> PROVIDED PASSAGE:

>>>

Our household is going through an interesting shift right now. We dropped of my sister today at her dorm, and needless to say, there are some feelings of sadness right now. Of course, going off to college and starting a new chapter in her life is a good thing, but it never really hit me that her leaving home would feel so real…until now.
As I ended my undergraduate career, she is just starting hers. While I begin to apply to graduate school in the upcoming months, she will be making new friends, cramming for her first set of midterms, and (hopefully) not forgetting to Skype us.
Even though we both depend on our family’s income right now for the majority of our expenses, she has the right to call herself a poor college student. I can’t exactly use that term for myself right now…at least not until I officially know where I’ll be a poor grad student .
Anyways, I have been bugging her to write a guest post on my blog for some time now, and seeing how thrifting is catching on nowadays, I thought it would be the perfect topic for her to write about. You see, my sister has become an expert thrifter over the course of this summer, and I thought it would be great if she could share some of her thrifty tips with all of you students (or just savvy savers) out there.
I’ve only been a dedicated thrifter for a few months now. I started at the beginning of the summer when my best friend moved back into town, and considering we are both college students, her going into her second year, and me going into my first, thrifting was our only choice if we wanted to go on a summer shopping spree.

<<<

> DATA EXCERPTS:
>>>

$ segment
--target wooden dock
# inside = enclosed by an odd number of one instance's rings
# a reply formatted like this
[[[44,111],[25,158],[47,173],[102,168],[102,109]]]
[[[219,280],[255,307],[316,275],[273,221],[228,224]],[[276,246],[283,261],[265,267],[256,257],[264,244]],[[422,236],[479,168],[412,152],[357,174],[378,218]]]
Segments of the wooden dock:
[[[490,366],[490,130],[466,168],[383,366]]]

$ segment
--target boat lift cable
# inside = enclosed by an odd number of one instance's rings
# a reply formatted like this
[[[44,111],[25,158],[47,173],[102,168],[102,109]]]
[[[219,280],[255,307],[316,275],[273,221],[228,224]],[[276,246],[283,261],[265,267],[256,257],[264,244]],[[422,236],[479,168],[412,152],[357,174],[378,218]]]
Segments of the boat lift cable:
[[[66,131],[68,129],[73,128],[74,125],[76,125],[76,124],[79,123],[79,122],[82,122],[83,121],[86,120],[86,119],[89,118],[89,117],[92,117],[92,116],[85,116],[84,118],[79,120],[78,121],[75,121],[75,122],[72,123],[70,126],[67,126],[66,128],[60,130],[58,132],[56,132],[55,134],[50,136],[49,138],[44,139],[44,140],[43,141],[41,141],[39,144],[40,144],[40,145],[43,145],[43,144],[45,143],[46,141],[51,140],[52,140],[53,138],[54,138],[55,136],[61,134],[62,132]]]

<<<

> REQUIRED WORK:
[a] In the blog post about thrifting, when did the guest writer start thrifting?
[b] Write a continuation of the blog post about thrifting, picking up after its final sentence.

> EXERCISE RESULTS:
[a] The guest writer started at the beginning of the summer, when a best friend moved back into town.

[b]
But thrifting is fun in more ways than just being able to buy a lot more for the money you have. You can find treasures along the way, items that have been passed from hand to hand for generations. Or you can hunt for vintage items of great value and resell them yourself. Or you can end up finding tons of things you never thought you wanted and later have a strange fish-shaped bowl staring at you from your kitchen counter.
But if you still want to get started thrifting and save yourself a couple months of learning the tricks on your own, here’s what I know:
1. Set aside time. A lot of it.
Thrifting is all about taking your time. As well as there being cool and interesting items, there’s also a LOT of crap. Depending on how large your local thrift store is, make sure to set aside enough time in your day to go through every piece in the store. Many of the best pieces can be hidden between things your eyes skim over.
2. You won’t always find something.
Like I said earlier, there’s a lot of crap in thrift stores. They depend on donations and sometimes the donations that day just aren’t up to par. The merchandise in the store may be appealing to other people but not you – and that’s okay. Be satisfied with coming back and trying again another time.
3. Try on things before you buy them!
Even if you’re sure it’s going to fit, a lot of holes and tears are only visible when you put on the piece of clothing. It takes a few minutes to try something on, and it can save you from buying a piece you later won’t be happy with.
4. If you really want great deals, know when the sale days are.
Many thrift stores allow you to subscribe to texts or emails that alert you when a sale is coming up. If not, there are usually set sale days, like a fifty-percent off day every last Sunday of the month, or half-off certain colored tags that week. Don’t be afraid to ask the employees or volunteers about these deals and when they happen.
Even without all the rules and tips, thrifting is still an exciting experience. Go out and see how many interesting items you can buy with only a dollar!
I’m not a big thrifter when it comes to books, clothes, or household items, but I do appreciate finding a treasure among the junk from time-to-time. Since I have professed my love for Grocery Outlet on this blog many times, I guess you could say I am a foodie thrifter .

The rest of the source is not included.